Task description >> Filter the data for lines with the word "weathered" and copy those lines.

Supplied material >>
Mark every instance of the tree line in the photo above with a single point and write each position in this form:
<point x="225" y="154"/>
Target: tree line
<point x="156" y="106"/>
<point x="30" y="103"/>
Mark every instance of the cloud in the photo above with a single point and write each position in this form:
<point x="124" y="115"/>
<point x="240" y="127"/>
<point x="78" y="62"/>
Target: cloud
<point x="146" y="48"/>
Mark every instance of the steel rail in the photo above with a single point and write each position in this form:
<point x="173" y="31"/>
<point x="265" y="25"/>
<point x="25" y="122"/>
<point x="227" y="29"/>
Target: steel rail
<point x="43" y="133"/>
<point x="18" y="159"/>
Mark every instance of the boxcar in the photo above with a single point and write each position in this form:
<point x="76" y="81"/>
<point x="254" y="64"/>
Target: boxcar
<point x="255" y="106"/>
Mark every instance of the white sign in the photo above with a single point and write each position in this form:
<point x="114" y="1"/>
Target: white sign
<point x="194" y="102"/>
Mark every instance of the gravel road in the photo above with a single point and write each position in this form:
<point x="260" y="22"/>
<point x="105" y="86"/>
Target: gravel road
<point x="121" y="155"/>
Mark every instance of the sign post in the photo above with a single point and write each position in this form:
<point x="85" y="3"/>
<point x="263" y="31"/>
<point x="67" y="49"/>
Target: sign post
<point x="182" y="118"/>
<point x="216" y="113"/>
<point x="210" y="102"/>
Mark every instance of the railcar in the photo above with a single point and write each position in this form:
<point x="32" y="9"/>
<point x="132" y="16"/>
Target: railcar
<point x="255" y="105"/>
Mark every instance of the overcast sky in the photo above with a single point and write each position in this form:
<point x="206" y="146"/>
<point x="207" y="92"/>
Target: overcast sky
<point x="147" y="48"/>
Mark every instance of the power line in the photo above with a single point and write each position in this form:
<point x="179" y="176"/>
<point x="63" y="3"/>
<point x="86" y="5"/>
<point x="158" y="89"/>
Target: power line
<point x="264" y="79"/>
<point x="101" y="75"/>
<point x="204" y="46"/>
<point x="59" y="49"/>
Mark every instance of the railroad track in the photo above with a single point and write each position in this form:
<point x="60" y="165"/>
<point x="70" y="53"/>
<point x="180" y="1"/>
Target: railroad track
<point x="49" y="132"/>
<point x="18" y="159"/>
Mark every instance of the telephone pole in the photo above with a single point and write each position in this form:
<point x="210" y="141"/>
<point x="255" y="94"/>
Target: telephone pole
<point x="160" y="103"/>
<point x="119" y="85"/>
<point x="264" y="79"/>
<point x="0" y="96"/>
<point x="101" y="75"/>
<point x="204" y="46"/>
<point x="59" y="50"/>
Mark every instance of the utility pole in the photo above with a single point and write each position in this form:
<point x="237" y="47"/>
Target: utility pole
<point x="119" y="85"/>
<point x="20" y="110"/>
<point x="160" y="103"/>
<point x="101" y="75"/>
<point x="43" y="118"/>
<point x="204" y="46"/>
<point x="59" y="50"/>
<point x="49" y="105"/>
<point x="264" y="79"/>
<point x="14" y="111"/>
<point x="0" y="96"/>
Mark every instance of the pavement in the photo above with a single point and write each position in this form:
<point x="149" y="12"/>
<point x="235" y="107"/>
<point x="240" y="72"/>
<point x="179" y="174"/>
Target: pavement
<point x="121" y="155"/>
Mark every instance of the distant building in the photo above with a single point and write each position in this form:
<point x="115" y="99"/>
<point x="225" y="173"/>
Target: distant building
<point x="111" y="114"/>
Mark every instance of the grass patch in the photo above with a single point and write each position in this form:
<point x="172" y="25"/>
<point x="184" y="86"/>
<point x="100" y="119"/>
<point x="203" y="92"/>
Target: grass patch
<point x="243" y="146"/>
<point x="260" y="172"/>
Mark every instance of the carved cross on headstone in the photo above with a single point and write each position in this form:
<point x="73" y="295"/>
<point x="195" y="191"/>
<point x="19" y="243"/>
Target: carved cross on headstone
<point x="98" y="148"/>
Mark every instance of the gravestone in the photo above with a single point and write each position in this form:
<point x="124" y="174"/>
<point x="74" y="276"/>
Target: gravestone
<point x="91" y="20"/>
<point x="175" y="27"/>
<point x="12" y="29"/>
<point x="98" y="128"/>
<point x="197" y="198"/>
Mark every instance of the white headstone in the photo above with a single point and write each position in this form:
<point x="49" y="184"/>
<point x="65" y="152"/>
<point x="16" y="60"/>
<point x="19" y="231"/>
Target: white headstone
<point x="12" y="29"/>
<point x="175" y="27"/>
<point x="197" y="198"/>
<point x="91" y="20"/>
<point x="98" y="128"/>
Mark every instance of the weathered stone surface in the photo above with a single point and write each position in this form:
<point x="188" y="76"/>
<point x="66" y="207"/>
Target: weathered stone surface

Solution for this task >>
Mark every instance of the weathered stone surface in the photo above with a single point and write each position in this form:
Target: weathered stone surface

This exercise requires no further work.